▸ What is being asked:
Write out again, exactly, the lines below starting at the one with "Task: point out the blue" and ending at the one with "Task: point out the green leaves, one".

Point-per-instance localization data
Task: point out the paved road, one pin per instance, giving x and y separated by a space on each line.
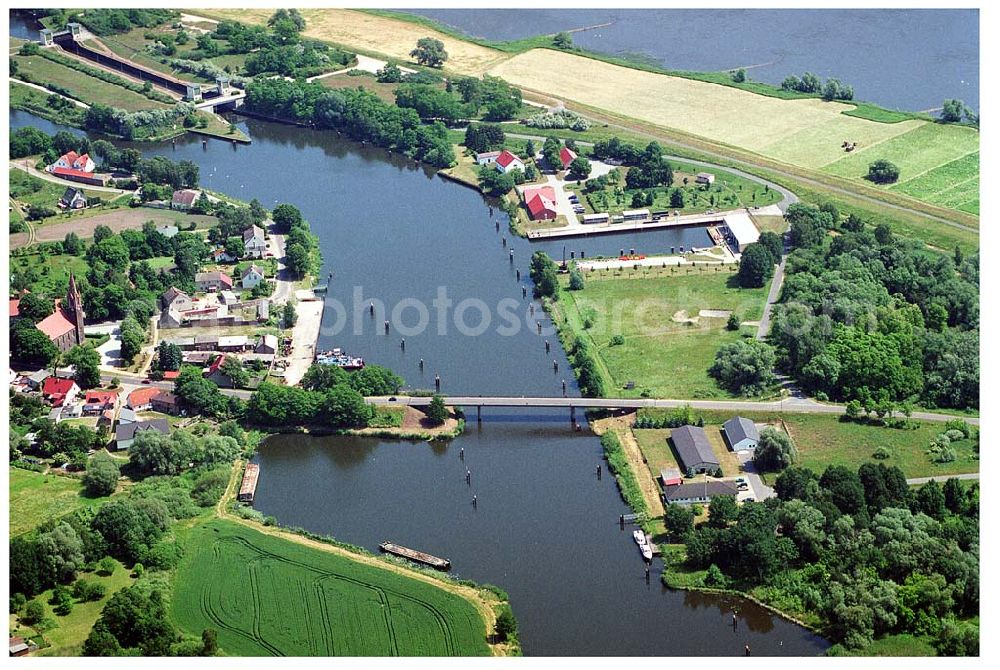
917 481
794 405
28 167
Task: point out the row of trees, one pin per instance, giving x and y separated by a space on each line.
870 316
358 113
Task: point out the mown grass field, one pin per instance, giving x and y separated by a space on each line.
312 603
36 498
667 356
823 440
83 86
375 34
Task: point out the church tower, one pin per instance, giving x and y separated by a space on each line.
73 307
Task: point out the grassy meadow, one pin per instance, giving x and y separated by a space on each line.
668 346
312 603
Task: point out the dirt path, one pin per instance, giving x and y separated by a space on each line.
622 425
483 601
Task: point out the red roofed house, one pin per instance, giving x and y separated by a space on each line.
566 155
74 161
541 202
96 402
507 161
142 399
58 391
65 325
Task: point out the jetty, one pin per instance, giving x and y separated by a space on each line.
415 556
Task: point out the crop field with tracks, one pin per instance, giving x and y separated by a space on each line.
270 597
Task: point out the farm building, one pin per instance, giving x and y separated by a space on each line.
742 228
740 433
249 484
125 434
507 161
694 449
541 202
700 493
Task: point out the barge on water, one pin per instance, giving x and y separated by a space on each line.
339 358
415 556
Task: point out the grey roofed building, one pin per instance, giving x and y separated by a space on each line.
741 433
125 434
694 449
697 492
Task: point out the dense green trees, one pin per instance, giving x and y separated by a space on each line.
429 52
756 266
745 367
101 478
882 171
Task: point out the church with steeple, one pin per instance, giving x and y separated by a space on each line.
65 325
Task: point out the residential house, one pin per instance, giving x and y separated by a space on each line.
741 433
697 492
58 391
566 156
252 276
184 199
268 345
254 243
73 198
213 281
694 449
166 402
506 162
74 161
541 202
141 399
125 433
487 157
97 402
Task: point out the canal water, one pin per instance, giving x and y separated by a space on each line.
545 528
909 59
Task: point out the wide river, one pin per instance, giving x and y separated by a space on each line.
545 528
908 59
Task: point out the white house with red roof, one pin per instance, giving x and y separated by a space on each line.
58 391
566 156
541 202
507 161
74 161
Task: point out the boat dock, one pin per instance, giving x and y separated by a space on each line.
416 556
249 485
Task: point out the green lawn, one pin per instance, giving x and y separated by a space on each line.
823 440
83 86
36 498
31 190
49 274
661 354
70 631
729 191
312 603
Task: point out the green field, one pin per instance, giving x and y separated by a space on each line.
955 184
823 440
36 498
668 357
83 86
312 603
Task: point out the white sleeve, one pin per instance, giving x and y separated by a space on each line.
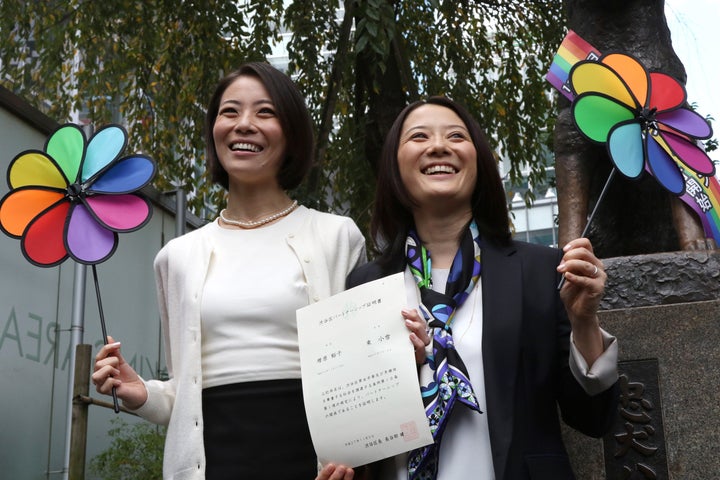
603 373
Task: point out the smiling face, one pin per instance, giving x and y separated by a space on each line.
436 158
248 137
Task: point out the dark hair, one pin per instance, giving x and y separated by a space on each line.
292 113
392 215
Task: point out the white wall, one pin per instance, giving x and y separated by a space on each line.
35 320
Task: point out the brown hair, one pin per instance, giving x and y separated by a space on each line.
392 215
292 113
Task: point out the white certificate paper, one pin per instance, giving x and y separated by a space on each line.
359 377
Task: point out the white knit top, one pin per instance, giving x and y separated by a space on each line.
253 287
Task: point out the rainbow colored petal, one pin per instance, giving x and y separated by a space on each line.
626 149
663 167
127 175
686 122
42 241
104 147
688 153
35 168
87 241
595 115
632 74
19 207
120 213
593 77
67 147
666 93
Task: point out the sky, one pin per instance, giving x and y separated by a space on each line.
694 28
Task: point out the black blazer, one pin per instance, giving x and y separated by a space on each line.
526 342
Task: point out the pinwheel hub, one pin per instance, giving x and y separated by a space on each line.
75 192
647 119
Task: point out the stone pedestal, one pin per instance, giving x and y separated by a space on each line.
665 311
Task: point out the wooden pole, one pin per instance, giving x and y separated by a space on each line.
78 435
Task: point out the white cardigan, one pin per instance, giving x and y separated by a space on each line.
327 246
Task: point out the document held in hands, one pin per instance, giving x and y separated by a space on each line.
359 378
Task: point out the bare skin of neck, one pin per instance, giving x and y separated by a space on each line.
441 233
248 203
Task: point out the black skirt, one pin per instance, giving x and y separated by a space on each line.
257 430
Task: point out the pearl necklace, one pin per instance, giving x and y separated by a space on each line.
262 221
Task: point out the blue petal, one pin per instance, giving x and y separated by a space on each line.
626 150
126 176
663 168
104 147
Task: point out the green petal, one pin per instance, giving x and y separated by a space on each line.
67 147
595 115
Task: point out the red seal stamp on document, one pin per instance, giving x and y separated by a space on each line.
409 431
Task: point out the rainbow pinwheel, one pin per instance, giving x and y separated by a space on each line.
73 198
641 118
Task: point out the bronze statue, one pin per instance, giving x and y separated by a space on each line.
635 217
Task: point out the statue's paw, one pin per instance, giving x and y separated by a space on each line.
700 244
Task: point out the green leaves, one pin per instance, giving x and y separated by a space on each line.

...

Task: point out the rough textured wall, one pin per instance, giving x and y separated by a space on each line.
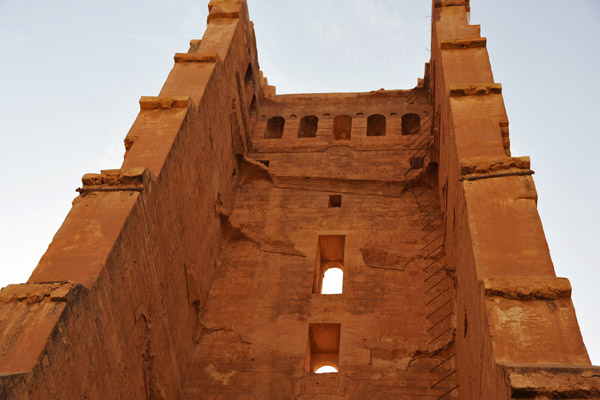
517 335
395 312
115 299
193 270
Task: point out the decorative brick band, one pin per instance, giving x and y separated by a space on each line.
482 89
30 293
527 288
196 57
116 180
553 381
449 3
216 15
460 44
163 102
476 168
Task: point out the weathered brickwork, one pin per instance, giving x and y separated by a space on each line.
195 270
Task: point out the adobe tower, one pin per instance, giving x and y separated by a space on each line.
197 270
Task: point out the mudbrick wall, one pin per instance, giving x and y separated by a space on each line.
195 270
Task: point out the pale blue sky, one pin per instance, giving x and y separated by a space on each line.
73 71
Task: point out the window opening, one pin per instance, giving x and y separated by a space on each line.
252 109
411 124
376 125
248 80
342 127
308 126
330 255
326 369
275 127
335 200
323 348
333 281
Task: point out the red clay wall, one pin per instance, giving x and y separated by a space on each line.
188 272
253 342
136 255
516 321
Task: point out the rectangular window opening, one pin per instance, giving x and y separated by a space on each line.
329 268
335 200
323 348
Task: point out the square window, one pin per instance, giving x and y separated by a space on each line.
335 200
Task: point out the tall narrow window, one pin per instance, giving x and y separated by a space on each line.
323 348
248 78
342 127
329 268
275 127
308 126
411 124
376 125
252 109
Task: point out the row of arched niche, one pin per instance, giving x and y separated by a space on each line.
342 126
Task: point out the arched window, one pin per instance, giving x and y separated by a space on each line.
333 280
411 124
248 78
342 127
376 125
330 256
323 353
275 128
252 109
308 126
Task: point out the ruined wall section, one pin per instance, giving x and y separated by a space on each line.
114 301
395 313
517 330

▸ Output below:
Task: point out the blue petal, one pin per instance, giving x and y separated by a space on each line.
626 150
126 176
663 168
104 147
Task: point out the green petal, one pin per instance, giving x and y separated by a space on each line.
67 147
595 115
Task: point out the red seal stamp on document, one pin per instance, giving x and y separated by a space on each line.
409 431
Task: point out the rainbow pinwheel, one pin per instance, giving x and y separated by a space on each line.
73 198
641 118
Task: point out the bronze statue, one pin per instance, giving x and y separated by a space on each line.
635 217
Task: point out the statue's paw, one pin per instance, giving x and y separated by a space on each line.
700 244
Task: point out the green leaves, one pin per instance, giving x and y separated by a space on each line.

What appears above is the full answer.